**Lavoro richiesto**
Riporti per intero, senza alcuna modifica, il brano sulla protesta delle calciatrici contro il patrocinio di Aramco alla FIFA.

**Brano da esaminare**

══════

Le atlete denunciano come il regime saudita, famoso per le sue gravi violazioni dei diritti umani, stia tentando di migliorare la propria immagine attraverso pratiche di sportwashing. Questi tentativi di distogliere l’attenzione dalle proprie atrocità attraverso eventi sportivi e sponsorizzazioni hanno suscitato indignazione. Le calciatrici sottolineano che, accettando il supporto di aziende come Saudi Aramco, la FIFA sta facendo una scelta etica discutibile, privilegiando il denaro rispetto alla sicurezza e ai diritti delle donne e del Pianeta.

In una lettera aperta indirizzata alla FIFA, le atlete hanno espressamente chiesto la cessazione del patrocinio con la compagnia petrolifera, evidenziando come Aramco non solo contribuisca alla crisi climatica, ma sia anche parte di un regime che opprime le donne e altre minoranze. Questo appello si inserisce in un contesto globale in cui sempre più atleti stanno utilizzando la propria voce per sensibilizzare su temi cruciali, come i diritti umani e la sostenibilità.

══════

**Dati raccolti**
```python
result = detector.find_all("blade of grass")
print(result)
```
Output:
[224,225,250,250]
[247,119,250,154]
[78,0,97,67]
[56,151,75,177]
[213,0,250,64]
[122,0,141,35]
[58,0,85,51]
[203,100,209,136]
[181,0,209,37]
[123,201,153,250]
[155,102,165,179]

══════

**Problema risolto**
Le atlete denunciano come il regime saudita, famoso per le sue gravi violazioni dei diritti umani, stia tentando di migliorare la propria immagine attraverso pratiche di sportwashing. Questi tentativi di distogliere l’attenzione dalle proprie atrocità attraverso eventi sportivi e sponsorizzazioni hanno suscitato indignazione. Le calciatrici sottolineano che, accettando il supporto di aziende come Saudi Aramco, la FIFA sta facendo una scelta etica discutibile, privilegiando il denaro rispetto alla sicurezza e ai diritti delle donne e del Pianeta.

In una lettera aperta indirizzata alla FIFA, le atlete hanno espressamente chiesto la cessazione del patrocinio con la compagnia petrolifera, evidenziando come Aramco non solo contribuisca alla crisi climatica, ma sia anche parte di un regime che opprime le donne e altre minoranze. Questo appello si inserisce in un contesto globale in cui sempre più atleti stanno utilizzando la propria voce per sensibilizzare su temi cruciali, come i diritti umani e la sostenibilità.